Exercise instructions:
Beginning with the first line, retype exactly the records below up to and including the line with "Target | church tower"; pictures do not belong in the copy.

[Natural-language object grounding data]
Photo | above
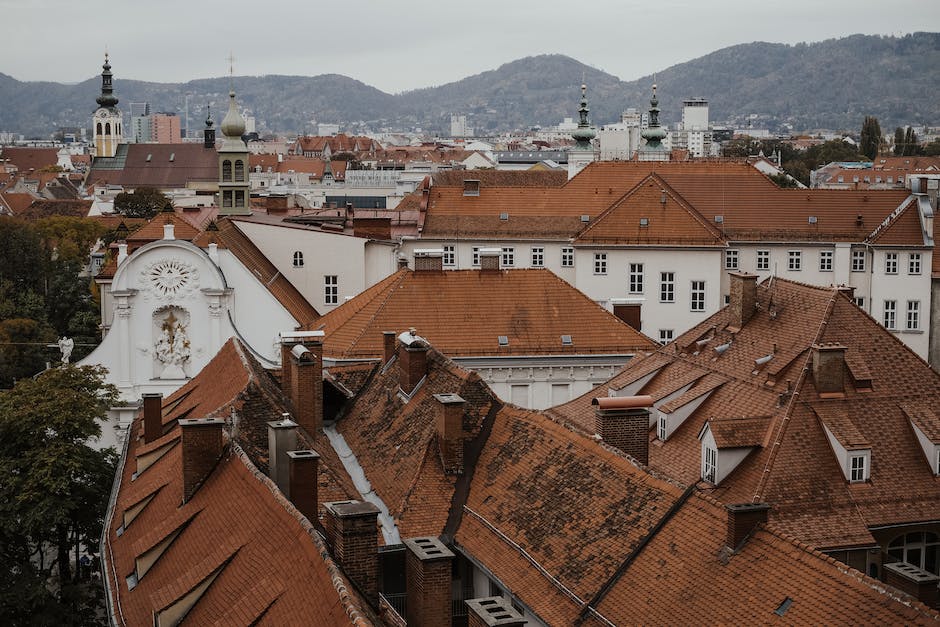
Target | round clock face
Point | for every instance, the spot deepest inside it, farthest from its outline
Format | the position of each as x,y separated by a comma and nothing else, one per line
169,277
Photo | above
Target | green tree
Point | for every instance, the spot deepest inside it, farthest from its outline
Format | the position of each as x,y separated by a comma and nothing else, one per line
53,495
870,142
144,202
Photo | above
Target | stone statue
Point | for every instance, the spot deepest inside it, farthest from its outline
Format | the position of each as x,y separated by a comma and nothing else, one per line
66,344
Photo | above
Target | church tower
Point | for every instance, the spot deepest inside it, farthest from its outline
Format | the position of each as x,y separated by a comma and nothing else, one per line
582,153
107,124
233,163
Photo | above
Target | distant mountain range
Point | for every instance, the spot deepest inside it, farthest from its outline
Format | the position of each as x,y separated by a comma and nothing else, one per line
830,84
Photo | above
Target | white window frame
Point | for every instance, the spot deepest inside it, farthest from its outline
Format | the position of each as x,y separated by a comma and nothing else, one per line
794,260
697,296
891,263
890,314
636,278
731,259
913,315
538,257
667,287
763,260
331,289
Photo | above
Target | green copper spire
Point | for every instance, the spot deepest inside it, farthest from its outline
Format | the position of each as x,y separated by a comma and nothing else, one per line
584,133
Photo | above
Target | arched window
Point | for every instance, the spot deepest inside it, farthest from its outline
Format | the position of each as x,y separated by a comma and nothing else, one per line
919,548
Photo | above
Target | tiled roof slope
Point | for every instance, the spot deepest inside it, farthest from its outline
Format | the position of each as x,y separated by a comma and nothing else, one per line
683,564
254,582
396,443
800,477
462,313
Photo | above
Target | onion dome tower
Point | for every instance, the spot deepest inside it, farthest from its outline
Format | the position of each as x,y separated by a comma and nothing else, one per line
107,124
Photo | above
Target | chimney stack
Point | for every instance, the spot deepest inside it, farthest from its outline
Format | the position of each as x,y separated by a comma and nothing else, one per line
429,260
353,536
450,435
413,360
428,582
282,437
743,518
492,612
624,423
743,299
201,440
302,484
388,346
489,258
153,417
829,367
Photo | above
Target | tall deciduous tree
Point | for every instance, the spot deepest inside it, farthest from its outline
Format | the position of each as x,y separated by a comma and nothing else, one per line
53,494
871,137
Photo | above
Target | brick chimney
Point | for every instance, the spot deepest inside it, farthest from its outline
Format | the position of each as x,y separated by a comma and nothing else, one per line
153,416
429,260
492,612
282,437
388,346
413,361
489,258
302,484
450,435
913,580
743,301
624,423
829,368
353,536
306,395
428,582
201,440
743,518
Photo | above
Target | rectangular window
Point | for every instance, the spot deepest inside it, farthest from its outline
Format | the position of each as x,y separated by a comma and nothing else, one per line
794,260
731,260
913,315
667,287
331,289
709,464
763,260
697,297
538,257
450,256
890,314
857,470
509,257
858,261
891,263
636,278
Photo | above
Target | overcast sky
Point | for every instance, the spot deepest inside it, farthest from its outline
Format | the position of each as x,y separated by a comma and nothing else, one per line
397,45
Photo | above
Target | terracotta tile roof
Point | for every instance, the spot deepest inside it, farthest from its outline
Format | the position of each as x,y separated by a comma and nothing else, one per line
462,312
280,287
249,558
800,477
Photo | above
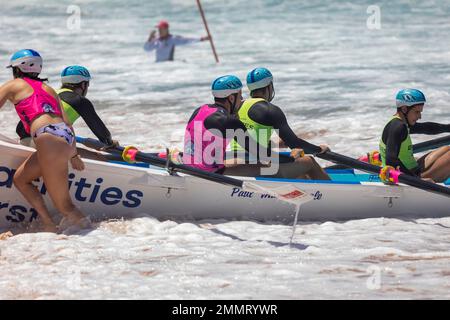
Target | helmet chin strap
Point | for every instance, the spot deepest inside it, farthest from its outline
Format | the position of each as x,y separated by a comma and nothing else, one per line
405,114
233,106
272,92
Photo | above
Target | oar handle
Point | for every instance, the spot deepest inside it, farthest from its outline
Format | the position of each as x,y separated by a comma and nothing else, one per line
159,162
403,178
431,144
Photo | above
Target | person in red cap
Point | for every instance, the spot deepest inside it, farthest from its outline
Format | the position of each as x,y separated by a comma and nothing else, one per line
165,44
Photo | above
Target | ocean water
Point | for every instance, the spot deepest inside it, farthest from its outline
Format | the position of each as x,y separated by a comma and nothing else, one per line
336,79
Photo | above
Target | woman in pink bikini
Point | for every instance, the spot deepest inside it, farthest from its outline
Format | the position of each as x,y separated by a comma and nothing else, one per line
40,111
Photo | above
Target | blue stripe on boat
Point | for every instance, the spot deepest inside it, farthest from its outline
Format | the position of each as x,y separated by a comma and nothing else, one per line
347,180
139,164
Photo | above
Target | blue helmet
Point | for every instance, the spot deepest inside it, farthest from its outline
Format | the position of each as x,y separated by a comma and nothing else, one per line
409,97
225,86
259,78
27,60
75,74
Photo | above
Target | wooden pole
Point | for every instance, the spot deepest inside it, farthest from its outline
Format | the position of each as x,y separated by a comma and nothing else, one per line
207,30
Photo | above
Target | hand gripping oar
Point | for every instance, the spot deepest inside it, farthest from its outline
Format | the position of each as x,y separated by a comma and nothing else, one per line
392,174
288,192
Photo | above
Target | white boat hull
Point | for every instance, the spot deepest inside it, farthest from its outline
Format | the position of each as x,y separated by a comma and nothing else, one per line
107,190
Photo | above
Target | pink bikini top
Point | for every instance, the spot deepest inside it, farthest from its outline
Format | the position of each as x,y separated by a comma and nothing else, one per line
38,103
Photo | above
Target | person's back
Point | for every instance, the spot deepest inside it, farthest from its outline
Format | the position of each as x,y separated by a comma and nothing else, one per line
261,118
396,147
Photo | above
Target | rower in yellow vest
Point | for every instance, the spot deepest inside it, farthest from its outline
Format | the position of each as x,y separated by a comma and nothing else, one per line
261,118
75,83
396,148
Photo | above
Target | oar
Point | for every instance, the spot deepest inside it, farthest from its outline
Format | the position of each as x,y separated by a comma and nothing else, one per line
288,193
417,148
402,177
431,144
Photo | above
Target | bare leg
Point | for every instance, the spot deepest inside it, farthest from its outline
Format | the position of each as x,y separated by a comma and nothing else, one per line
438,164
87,154
53,155
23,178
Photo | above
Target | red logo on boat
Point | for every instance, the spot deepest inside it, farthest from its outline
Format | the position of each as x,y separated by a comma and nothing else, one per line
293,194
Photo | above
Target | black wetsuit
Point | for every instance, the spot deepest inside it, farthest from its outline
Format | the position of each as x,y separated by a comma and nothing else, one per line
268,114
396,132
222,121
85,109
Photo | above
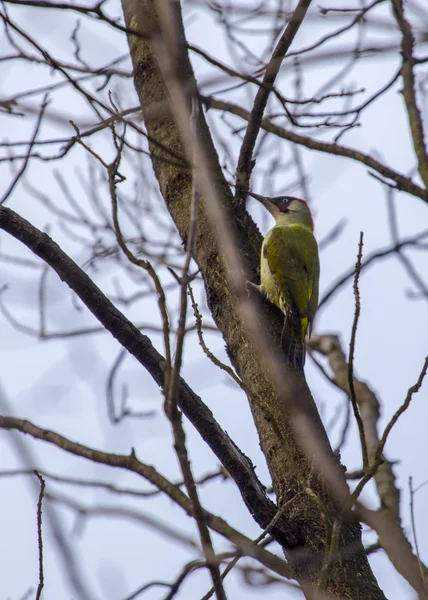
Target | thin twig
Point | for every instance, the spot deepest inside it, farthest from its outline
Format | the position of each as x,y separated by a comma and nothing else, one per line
27,156
378,456
352,394
39,534
415,537
244,168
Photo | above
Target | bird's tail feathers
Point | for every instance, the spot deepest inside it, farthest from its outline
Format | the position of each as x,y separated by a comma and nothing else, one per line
294,351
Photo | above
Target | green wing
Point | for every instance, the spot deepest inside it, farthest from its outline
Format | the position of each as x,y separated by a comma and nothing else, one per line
291,253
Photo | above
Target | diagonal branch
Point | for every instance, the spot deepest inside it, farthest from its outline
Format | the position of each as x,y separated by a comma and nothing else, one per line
402,182
409,89
238,466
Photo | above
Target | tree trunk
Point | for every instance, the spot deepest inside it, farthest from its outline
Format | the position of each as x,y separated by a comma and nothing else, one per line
309,505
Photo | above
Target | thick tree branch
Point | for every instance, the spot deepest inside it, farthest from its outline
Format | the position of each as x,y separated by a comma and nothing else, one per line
139,345
286,418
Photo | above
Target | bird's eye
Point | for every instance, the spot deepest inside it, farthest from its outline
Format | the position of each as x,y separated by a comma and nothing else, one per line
283,207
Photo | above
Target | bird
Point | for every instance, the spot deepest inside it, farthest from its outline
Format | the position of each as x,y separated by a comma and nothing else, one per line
290,270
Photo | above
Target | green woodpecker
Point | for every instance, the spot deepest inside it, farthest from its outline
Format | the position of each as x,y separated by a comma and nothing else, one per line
290,269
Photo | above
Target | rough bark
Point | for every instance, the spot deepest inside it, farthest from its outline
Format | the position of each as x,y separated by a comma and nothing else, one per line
310,507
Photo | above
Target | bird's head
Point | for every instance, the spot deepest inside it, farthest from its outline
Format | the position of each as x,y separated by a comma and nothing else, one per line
287,208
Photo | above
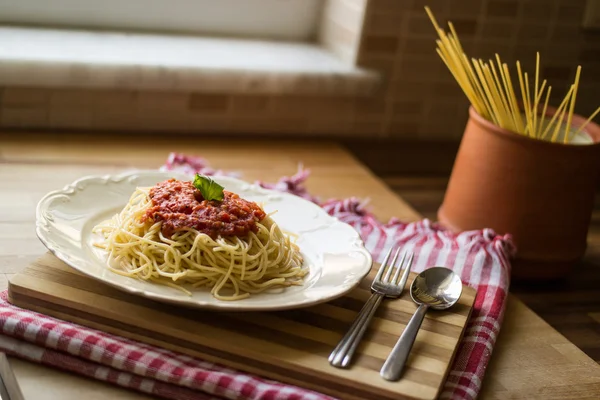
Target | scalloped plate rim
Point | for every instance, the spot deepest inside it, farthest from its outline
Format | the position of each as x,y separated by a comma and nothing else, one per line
71,189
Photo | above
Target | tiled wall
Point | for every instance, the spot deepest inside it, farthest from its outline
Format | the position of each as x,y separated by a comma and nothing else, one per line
418,100
423,100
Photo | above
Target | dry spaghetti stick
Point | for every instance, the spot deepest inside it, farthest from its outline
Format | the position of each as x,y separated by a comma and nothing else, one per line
487,91
572,108
558,110
497,96
538,134
528,99
453,70
478,92
465,89
461,84
561,118
502,94
537,76
513,97
432,18
470,80
513,107
582,126
453,55
523,95
477,85
536,104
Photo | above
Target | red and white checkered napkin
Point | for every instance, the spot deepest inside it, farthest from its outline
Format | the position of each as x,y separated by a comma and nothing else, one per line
481,258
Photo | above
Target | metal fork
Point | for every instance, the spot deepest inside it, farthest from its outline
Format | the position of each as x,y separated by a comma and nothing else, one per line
389,286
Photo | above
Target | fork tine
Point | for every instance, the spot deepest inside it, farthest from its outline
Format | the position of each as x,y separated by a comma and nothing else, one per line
397,273
388,273
383,265
406,272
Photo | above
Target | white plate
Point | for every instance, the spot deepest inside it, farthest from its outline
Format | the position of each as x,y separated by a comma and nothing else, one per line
332,250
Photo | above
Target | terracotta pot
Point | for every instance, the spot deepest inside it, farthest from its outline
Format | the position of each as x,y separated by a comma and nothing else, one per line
541,193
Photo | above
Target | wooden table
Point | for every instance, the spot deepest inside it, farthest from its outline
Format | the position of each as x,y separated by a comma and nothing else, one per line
531,360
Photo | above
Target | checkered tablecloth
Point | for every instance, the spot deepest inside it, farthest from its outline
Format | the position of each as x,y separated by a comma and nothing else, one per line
481,258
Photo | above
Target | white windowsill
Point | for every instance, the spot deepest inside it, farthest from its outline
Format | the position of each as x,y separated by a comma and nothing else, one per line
110,60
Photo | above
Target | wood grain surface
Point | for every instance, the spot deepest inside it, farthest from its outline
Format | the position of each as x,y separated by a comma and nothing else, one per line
571,306
290,346
531,360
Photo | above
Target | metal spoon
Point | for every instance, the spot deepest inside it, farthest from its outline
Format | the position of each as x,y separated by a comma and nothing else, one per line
436,287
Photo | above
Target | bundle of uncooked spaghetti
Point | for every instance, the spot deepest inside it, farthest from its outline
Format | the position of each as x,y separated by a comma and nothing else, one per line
490,90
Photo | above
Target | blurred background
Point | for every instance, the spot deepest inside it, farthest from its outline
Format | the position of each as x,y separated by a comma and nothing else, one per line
362,71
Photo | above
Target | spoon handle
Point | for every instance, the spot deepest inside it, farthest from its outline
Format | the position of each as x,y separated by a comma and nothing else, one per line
393,366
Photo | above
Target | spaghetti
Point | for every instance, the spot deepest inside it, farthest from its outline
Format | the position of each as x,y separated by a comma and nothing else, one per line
491,93
233,260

Answer area:
Photo | above
Target | round clock face
Point | for every instance, the spot deepest inside it, farthest from its outline
Format | the position of each as x,y separated by a comma and nothing else, one per line
169,277
Photo | above
Target | green tree
Point | for every instance, the spot deepest inside it, farthest from its outline
Format | the position of each as x,y separated by a comma and nothing else, one per line
53,495
870,142
144,202
Photo | above
Target | stone statue
Point | for every instance, the spot deepest inside it, farthest from its outline
Format | the position of each as x,y separated by a comma and nothing else, one per line
66,344
Photo | above
Target | church tower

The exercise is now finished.